**Provided text**.
Above all there is a sense that something sacred is being profaned. What, exactly? The risk to life is virtually non-existent. No violence is taking place, unless you count the frequently heavy-handed response by police and security personnel. Perhaps there was a clue in the words of Rishi Sunak, taking time out of his busy schedule to address the day’s pressing issue. “People who disrupt decent, law-abiding people’s lives, trying to gratuitously ruin great British sporting events that many have worked hard and saved to enjoy should be ashamed of their selfish and reckless behaviour,” the Prime Minister said on 19 April.
All the hooks and choruses of right-wing, culture-war mood music are here. The opposition between “decent people” and “reckless” protesters, a distinction that suggests Sunak has very little experience of the Aintree crowd. The telling link between work, saving and enjoyment, the idea that a hard-won financial investment is being violated. The casual invocation of “great British”, an attempt to frame climate protest as not simply disruptive but unpatriotic, a desecration of tradition.

**Data extract**.
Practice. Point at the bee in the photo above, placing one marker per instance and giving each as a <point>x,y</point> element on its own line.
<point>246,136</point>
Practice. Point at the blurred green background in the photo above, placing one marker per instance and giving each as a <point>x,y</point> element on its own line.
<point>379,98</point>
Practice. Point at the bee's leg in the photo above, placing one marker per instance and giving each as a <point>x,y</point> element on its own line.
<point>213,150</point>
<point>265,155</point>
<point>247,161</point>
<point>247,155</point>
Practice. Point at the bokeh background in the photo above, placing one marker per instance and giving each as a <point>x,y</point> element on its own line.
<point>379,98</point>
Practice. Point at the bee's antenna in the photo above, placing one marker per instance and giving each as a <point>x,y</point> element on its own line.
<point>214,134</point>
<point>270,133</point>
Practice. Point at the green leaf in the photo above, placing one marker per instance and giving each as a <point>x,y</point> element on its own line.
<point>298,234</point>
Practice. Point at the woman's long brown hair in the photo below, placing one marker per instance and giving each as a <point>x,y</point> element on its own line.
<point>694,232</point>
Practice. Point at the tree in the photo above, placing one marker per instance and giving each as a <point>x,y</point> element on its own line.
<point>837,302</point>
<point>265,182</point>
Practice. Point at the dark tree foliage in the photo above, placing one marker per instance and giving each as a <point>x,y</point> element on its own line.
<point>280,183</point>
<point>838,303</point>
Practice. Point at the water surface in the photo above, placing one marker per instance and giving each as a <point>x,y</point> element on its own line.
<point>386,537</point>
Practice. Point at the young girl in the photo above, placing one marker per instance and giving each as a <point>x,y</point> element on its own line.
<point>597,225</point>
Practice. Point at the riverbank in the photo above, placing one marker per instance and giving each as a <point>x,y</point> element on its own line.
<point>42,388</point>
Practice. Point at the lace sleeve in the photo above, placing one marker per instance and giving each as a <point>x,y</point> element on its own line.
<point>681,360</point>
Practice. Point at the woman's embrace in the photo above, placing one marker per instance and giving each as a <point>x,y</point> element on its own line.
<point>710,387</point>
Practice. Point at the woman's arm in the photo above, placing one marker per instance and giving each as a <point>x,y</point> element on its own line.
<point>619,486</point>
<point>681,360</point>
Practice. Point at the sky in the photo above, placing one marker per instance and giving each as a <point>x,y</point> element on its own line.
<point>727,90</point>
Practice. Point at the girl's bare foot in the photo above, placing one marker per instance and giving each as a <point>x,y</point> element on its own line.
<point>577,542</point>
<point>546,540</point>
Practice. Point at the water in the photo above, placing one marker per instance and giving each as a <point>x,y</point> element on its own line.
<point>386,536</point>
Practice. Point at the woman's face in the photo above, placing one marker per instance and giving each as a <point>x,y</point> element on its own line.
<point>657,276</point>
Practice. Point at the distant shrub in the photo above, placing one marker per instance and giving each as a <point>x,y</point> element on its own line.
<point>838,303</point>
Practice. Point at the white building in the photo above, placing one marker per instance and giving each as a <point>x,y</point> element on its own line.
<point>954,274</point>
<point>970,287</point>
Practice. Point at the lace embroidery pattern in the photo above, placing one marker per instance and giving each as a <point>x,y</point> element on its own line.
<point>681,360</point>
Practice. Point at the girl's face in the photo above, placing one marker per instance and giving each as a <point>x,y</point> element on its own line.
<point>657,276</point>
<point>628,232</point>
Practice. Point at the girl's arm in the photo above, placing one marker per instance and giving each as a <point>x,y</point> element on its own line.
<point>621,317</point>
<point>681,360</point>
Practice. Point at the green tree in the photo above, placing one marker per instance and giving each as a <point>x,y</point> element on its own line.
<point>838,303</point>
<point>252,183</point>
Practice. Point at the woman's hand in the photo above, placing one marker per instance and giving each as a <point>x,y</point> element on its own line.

**What this exercise asks**.
**1.** Answer these questions using the climate protest passage above, one line per answer, marked (a), (b) and (c) like the questions.
(a) How does the writer describe the risk to life?
(b) On what date did the Prime Minister make his statement?
(c) Besides disruptive, what does the invocation of "great British" try to frame climate protest as?
**2.** Duplicate the stretch of the climate protest passage from "All the hooks" through "desecration of tradition.".
**3.** Pick up the climate protest passage after its final sentence and continue it in the same voice.

**Task-by-task outputs**.
**1.**
(a) Virtually non-existent.
(b) 19 April.
(c) Unpatriotic, a desecration of tradition.

**2.**
All the hooks and choruses of right-wing, culture-war mood music are here. The opposition between “decent people” and “reckless” protesters, a distinction that suggests Sunak has very little experience of the Aintree crowd. The telling link between work, saving and enjoyment, the idea that a hard-won financial investment is being violated. The casual invocation of “great British”, an attempt to frame climate protest as not simply disruptive but unpatriotic, a desecration of tradition.

**3.**
It is the last of these that is perhaps the most flawed reading of all. Say what you like about today’s sporting protesters – and most polling seems to suggest the public is broadly sympathetic to their aims, if not their methods – but they are by no means a new phenomenon. Indeed, the on-field protest is one of this country’s great sporting traditions, a noble and venerable inheritance of which Animal Rising and Just Stop Oil are merely the latest executors.
Perhaps the best known was the suffragette Emily Davison, killed at Epsom racecourse in 1913 while trying to attach a flag to the king’s horse. In 1969 and 1970 a controversial tour of Britain and Ireland by the South Africa men’s rugby union team was serially disrupted by anti-apartheid protesters. In 1975 an Ashes Test match at Headingley was abandoned after campaigners for the release of the armed robber George Davis vandalised the pitch. More recently, it has been athletes themselves who have exercised their right to conscientious objection, whether by taking the knee in support of Black Lives Matter or bearing the rainbow colours in protest at repressive LGBT laws.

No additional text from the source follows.